Data records START

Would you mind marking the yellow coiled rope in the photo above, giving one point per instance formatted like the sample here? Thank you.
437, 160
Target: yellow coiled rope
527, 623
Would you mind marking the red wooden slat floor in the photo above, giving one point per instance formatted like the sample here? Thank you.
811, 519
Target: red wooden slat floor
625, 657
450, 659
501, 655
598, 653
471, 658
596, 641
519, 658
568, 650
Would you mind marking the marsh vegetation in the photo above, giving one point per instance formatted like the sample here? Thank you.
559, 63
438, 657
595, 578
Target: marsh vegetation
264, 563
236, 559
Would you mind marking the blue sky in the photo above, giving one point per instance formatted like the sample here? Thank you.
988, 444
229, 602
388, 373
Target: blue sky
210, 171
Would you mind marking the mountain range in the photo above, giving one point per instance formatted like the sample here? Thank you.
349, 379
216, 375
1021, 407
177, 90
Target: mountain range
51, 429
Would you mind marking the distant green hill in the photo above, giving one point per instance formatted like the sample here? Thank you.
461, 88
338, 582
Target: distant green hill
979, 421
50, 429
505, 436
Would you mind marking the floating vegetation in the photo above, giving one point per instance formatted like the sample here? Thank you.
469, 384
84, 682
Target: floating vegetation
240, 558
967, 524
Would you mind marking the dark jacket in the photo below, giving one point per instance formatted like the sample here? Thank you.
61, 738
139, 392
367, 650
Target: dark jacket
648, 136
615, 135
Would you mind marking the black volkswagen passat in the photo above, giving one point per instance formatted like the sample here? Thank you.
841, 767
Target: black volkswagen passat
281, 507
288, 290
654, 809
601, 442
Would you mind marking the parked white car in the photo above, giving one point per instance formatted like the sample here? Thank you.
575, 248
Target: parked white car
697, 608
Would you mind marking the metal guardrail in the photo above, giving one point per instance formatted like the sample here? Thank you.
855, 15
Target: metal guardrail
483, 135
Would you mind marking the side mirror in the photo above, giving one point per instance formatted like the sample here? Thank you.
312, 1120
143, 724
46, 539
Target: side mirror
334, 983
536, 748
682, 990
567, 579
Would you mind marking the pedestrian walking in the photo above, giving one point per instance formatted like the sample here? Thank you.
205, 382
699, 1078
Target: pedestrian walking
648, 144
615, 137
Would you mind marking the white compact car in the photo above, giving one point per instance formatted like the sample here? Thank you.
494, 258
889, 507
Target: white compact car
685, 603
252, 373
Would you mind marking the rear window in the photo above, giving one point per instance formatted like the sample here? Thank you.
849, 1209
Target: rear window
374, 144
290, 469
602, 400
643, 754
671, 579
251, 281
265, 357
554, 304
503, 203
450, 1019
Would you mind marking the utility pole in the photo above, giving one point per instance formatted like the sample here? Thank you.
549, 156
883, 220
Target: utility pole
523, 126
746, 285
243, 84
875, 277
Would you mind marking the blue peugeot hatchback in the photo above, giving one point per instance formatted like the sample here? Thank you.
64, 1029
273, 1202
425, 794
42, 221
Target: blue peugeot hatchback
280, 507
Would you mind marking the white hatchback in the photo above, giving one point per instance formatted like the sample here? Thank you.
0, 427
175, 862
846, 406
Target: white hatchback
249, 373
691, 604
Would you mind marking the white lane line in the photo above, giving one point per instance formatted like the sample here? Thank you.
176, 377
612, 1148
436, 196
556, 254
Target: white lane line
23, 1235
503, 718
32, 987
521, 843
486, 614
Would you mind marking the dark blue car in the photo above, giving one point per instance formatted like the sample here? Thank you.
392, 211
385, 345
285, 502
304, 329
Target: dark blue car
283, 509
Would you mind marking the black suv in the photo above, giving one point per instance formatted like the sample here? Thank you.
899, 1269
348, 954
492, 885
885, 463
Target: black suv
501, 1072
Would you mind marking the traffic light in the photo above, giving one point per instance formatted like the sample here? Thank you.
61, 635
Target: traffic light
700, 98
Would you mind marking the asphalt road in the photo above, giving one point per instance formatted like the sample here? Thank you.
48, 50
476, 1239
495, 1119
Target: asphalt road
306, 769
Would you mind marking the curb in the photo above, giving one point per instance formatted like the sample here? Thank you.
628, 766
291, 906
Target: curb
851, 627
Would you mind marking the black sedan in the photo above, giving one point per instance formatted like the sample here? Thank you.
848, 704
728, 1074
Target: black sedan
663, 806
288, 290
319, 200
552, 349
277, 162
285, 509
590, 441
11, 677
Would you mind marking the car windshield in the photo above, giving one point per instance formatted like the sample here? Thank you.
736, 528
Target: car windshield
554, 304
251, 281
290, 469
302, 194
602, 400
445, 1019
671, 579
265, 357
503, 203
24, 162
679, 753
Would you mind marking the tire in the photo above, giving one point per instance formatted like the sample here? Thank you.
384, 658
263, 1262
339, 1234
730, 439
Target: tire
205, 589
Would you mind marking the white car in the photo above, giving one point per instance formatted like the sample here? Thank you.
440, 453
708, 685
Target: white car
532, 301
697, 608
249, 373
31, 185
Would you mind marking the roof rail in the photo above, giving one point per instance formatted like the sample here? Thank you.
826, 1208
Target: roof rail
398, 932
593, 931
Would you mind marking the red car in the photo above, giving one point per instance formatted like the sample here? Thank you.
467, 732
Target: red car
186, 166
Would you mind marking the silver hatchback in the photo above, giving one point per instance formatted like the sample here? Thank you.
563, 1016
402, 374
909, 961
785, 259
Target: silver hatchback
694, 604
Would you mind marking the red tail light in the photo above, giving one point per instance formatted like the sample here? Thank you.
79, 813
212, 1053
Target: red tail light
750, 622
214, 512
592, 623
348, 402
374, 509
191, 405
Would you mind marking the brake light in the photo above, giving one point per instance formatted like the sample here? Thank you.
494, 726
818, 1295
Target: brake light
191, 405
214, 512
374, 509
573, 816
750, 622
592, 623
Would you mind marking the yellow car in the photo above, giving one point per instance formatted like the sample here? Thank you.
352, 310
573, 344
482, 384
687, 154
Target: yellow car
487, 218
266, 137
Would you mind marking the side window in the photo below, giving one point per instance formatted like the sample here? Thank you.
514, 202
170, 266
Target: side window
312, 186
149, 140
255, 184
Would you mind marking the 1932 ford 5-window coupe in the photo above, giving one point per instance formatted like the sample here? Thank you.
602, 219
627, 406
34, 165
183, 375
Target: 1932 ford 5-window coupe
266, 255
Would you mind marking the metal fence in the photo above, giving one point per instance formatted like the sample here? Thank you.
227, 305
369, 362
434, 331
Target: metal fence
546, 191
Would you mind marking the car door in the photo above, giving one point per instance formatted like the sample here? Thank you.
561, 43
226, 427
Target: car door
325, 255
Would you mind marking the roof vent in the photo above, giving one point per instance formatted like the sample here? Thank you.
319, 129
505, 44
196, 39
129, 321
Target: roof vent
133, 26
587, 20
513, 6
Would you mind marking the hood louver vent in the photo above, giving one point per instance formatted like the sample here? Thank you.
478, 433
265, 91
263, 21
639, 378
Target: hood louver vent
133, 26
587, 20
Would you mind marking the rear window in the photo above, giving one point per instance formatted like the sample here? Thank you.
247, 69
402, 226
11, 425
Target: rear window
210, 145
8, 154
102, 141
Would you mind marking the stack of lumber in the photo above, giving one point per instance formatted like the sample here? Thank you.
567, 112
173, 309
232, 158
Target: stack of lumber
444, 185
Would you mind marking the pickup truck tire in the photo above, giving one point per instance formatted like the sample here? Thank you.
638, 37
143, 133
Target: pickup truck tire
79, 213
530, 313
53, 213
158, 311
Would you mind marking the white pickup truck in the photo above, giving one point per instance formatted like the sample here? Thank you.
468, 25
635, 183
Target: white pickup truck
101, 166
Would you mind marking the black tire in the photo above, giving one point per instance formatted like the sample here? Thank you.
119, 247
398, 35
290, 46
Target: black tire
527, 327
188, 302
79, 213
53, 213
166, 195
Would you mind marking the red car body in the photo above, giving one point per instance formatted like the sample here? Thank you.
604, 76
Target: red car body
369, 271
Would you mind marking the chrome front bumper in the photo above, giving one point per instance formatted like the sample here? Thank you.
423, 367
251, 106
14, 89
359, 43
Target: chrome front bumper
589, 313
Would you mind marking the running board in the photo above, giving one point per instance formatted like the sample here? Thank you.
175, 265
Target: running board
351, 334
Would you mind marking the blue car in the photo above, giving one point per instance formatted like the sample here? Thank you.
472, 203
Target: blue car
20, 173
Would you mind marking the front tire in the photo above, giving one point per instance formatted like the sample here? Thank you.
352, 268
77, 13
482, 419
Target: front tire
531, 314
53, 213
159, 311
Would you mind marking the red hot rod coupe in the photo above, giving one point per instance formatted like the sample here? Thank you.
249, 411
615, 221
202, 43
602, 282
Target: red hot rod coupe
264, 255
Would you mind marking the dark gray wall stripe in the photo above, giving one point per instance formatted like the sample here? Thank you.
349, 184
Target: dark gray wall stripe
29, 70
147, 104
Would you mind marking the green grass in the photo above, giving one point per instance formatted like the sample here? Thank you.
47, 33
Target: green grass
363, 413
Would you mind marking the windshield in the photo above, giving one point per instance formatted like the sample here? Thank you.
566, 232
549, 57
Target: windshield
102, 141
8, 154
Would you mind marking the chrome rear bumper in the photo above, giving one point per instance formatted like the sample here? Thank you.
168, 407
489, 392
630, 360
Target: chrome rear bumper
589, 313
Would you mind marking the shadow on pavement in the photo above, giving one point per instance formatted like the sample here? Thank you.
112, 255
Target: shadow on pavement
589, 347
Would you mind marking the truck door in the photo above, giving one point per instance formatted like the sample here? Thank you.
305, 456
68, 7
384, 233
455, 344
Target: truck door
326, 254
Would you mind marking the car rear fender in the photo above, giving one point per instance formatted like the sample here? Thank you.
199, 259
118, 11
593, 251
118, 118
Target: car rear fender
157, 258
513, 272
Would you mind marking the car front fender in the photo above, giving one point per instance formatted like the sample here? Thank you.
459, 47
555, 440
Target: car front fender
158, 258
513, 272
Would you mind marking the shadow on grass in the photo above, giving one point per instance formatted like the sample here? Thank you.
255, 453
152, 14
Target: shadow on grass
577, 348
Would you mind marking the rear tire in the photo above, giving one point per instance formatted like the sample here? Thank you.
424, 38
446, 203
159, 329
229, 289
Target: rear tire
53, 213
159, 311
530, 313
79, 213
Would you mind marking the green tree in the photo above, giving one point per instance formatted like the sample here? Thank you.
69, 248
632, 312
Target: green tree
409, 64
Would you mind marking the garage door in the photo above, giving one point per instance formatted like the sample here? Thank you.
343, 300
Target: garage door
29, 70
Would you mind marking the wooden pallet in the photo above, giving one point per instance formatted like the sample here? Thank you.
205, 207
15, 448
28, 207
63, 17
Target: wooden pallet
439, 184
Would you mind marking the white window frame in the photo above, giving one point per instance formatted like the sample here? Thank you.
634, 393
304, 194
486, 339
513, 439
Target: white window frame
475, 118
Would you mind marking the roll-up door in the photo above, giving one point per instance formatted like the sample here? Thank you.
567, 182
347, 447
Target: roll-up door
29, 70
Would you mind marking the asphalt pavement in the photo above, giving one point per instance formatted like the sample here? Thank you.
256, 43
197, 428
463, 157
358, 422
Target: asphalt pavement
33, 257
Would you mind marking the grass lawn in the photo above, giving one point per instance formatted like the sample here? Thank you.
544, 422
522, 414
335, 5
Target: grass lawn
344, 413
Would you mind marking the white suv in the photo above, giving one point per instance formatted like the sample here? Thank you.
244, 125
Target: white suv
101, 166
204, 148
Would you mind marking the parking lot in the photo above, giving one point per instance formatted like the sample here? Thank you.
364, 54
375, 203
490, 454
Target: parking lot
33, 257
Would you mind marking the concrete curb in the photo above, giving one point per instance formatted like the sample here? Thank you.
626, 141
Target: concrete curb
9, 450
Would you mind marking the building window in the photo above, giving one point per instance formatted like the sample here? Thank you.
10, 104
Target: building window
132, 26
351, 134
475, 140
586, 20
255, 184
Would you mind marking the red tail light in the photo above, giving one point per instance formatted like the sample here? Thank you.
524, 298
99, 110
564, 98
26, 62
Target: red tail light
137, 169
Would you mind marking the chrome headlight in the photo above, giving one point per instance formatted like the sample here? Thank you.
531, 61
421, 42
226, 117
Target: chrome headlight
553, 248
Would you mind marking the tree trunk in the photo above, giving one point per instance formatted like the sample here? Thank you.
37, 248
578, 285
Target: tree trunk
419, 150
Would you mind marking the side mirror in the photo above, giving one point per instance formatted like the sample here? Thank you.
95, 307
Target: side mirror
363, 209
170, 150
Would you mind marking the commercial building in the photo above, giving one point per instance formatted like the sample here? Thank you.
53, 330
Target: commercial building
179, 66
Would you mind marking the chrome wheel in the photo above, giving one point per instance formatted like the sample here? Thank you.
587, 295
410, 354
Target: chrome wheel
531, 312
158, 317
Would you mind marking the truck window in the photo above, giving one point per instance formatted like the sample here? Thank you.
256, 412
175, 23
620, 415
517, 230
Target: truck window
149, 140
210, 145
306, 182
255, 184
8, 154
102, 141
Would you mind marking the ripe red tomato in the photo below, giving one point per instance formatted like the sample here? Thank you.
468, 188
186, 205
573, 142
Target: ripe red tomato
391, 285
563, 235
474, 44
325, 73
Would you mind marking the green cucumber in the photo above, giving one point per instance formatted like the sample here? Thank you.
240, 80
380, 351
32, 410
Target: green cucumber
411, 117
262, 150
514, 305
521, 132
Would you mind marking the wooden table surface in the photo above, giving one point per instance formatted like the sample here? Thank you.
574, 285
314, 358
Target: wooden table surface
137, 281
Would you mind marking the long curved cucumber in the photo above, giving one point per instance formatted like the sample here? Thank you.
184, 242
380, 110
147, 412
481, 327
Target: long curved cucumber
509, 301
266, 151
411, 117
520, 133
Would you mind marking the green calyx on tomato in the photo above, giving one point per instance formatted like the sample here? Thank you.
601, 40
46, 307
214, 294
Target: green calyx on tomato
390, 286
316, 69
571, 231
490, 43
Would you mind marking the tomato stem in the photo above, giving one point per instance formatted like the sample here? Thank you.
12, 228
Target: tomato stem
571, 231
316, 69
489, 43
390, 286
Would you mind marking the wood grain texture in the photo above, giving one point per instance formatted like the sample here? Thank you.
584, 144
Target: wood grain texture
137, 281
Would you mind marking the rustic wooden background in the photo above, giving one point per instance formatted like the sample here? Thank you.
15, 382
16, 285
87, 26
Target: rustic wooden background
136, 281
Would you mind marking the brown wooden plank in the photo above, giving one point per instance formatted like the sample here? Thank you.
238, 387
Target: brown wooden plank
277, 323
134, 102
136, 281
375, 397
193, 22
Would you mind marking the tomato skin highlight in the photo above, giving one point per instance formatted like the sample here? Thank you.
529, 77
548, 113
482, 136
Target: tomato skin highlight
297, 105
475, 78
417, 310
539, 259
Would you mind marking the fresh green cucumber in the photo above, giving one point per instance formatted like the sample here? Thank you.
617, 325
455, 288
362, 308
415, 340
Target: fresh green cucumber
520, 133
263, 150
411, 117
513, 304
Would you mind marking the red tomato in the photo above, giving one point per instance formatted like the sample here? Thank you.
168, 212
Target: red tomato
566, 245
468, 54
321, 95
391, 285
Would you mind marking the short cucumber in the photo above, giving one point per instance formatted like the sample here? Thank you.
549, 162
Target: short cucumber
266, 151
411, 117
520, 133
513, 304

Data records END

Problem
Go line by line through the records above and copy each one containing "below".

Output for this task
Would you mind marking the dark jacket in the photo below, giving one point per instance formatted like the sample here? Thank you.
Would you mind marking the side window in the photo below, giving one point per instance formatted like the sample here? Thank you.
Would you mind marking the ripe red tomato in the photo below, giving one point per instance formatted like the sample here? Thank you.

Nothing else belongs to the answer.